══ Texte fourni ══

Dans le deuxième essai, les participants, aucun d’entre eux n’ayant souffert de paludisme auparavant, ont reçu des versions délivrées par moustiques de deux vaccins – GA1 et une version modifiée de celui-ci, GA2. Avec le vaccin GA1, le parasite s’est répliqué dans le foie pendant 24 heures. Avec le vaccin GA2, le parasite s’est reproduit sur une période plus longue – jusqu’à une semaine – permettant au système immunitaire plus de temps pour le reconnaître et commencer à le combattre.
Les chercheurs ont d’abord testé les doses du vaccin GA2 sur les participants pour déterminer sa sécurité et sa tolérance. Puis, les participants ont été divisés en trois groupes : deux groupes ont testé les vaccins GA1 et GA2, respectivement, et un groupe a reçu un placebo.
Dans chacune des trois sessions, les participants ont reçu 50 piqûres de moustiques : huit par des moustiques infectés avec GA1, neuf par des moustiques infectés avec GA2 et trois par des moustiques non infectés. Les participants ayant terminé la phase d’immunisation ont ensuite reçu cinq piqûres de moustiques portant le parasite du paludisme.
Quels ont été les résultats ?
Les résultats de l’étude ont été publiés en novembre dans le New England Journal of Medicine. Selon l’essai, 13 % du groupe infecté par GA1 et 89 % du groupe infecté par GA2 ont développé une immunité contre le paludisme. Personne dans le groupe placebo n’a développé d’immunité.
Des recherches supplémentaires sont-elles nécessaires ?
Étant donné que la taille de l’échantillon de l’essai clinique était petite (20 participants), le vaccin GA2 doit encore être testé dans des études plus larges, ont déclaré des experts. D’autres recherches sont également nécessaires pour déterminer dans quelle mesure le vaccin GA2 stimule le système immunitaire sur de plus longues périodes et s’il peut protéger contre différentes souches du parasite du paludisme dans les zones où la maladie est courante.
« Utiliser le moustique comme vecteur est un moyen plus facile et rapide de délivrer des sporozoïtes du paludisme », a expliqué Roestenberg. « Bien sûr, cela n’est pas durable à long terme, et le produit devra être développé sous forme de vaccin sous forme de flacon à déployer en Afrique. »
« Les moustiques ne pourraient pas être utilisés pour délivrer des vaccinations à grande échelle. Cela est seulement réalisable dans le cadre d’un essai clinique », a-t-elle ajouté.
Les insectes ont-ils déjà été utilisés pour délivrer des vaccins ?

═══
══ Entrées fournies ══

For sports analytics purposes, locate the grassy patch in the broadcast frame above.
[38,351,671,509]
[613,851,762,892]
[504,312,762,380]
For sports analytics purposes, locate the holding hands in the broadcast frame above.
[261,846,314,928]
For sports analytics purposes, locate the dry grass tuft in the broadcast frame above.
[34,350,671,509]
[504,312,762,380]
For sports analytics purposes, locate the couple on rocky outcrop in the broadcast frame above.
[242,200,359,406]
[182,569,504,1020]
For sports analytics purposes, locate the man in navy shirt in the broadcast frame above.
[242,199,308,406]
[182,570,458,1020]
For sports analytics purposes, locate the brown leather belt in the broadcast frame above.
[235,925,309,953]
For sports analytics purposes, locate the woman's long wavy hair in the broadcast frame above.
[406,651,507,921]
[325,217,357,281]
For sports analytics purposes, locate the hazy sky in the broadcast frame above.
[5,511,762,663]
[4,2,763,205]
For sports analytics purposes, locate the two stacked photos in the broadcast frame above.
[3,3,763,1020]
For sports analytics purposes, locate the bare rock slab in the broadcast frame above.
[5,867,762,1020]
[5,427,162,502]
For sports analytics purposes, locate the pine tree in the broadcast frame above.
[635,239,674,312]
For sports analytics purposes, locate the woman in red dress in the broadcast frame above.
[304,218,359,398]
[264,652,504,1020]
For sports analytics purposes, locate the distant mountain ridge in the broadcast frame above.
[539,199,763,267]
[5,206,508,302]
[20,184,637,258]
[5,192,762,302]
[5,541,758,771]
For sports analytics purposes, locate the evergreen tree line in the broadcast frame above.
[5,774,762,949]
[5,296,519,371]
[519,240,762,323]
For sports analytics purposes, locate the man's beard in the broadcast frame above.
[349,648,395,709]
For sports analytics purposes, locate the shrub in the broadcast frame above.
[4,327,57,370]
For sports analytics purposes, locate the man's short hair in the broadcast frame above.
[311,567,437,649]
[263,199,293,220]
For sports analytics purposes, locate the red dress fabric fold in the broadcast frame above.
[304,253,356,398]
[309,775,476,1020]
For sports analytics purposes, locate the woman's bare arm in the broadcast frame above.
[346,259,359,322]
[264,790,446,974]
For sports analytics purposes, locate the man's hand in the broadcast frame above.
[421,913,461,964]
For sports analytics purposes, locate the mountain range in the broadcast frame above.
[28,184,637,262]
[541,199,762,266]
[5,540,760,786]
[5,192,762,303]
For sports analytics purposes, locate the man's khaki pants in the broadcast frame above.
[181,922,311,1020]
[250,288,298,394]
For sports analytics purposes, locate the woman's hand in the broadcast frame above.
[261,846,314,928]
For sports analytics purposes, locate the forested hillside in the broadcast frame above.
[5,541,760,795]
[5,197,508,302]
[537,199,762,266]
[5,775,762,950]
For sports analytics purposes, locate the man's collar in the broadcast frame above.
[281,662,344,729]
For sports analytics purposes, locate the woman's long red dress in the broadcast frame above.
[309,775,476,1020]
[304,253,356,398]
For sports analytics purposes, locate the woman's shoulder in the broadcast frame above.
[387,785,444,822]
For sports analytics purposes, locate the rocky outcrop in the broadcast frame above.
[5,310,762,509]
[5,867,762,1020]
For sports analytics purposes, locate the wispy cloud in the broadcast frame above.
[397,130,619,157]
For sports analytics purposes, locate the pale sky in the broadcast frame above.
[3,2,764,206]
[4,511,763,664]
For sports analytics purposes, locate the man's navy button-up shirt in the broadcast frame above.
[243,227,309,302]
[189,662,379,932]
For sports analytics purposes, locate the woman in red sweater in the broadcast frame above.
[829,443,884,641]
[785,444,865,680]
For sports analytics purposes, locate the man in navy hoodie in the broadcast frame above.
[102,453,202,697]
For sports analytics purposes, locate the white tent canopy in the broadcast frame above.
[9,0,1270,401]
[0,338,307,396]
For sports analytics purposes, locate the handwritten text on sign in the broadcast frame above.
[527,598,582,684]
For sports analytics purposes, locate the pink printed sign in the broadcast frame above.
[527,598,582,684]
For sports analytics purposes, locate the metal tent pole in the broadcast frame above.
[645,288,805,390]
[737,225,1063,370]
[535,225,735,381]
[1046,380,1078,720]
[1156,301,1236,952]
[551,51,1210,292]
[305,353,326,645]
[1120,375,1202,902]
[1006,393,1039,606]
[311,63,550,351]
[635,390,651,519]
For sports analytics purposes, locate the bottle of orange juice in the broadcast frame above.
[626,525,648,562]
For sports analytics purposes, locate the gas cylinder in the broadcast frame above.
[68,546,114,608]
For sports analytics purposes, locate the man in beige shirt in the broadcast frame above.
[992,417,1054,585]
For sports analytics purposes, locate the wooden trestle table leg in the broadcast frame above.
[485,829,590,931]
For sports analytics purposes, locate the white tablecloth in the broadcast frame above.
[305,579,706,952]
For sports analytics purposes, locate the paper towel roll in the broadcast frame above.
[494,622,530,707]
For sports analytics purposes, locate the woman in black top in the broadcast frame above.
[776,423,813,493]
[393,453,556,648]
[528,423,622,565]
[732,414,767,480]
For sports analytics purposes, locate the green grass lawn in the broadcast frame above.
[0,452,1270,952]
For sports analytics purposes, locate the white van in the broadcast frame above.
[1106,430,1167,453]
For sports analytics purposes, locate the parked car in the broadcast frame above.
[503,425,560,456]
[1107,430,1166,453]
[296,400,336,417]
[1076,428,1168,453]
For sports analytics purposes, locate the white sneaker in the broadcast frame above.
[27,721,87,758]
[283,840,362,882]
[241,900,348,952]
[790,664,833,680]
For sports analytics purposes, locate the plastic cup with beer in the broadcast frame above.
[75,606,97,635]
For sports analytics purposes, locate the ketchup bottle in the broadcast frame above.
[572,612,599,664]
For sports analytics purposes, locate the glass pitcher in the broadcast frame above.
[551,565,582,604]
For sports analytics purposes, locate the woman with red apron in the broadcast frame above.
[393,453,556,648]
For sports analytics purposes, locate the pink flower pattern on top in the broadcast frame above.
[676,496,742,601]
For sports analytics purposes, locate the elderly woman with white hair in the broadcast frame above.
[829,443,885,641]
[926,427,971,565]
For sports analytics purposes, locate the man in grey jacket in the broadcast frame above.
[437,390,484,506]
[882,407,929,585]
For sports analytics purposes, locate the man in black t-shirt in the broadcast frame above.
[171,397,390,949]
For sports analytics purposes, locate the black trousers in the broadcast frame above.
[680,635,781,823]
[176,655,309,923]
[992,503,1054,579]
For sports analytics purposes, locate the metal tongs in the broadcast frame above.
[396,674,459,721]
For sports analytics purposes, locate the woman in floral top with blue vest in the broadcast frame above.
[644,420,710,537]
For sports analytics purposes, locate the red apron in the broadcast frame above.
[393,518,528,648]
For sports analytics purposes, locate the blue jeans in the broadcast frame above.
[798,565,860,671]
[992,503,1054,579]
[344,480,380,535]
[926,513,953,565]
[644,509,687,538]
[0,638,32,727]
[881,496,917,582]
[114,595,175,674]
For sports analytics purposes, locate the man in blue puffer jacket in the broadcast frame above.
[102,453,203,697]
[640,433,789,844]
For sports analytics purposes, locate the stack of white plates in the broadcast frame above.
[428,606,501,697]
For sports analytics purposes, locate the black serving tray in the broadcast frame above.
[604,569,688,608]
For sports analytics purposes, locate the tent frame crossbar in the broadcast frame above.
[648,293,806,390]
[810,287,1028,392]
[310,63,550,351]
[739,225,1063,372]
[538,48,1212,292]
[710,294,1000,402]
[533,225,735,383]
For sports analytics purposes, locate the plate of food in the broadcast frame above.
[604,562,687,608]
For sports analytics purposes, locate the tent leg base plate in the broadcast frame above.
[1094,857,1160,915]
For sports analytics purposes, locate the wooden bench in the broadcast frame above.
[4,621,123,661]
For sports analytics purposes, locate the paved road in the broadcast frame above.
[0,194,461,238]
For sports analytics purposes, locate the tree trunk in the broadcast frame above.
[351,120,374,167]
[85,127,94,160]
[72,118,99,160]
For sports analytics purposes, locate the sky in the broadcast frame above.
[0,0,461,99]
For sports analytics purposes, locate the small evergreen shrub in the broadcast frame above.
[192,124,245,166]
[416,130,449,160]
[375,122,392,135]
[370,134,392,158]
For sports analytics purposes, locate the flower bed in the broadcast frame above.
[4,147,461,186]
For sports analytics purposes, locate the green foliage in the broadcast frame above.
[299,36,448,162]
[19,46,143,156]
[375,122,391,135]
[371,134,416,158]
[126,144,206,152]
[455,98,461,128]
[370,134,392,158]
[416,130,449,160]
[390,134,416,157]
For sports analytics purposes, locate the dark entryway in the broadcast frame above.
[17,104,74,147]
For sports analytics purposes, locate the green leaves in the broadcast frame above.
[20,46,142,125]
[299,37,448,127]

═══

Poursuivez le texte sur les essais de vaccins antipaludiques délivrés par des moustiques, à partir de sa dernière phrase.

Japon, 2010
En 2010, des scientifiques japonais ont modifié génétiquement des moustiques pour transporter un vaccin contre la leishmaniose, une maladie parasitaire généralement transmise par les phlébotomes, dans leurs glandes salivaires. Lors d’une piqûre de moustique, le vaccin était exprimé via sa salive.
L’étude a montré que les rongeurs piqués par ces « vaccinateurs volants » développaient des anticorps contre le parasite. Cependant, les chercheurs n’ont pas encore déterminé si la réponse immunitaire résultante est suffisante pour prévenir l’infection.
« Après les piqûres, des réponses immunitaires protectrices sont induites, tout comme une vaccination conventionnelle mais sans douleur et sans coût », a déclaré le chercheur principal Shigeto Yoshida de l’Université médicale de Jichi dans un communiqué.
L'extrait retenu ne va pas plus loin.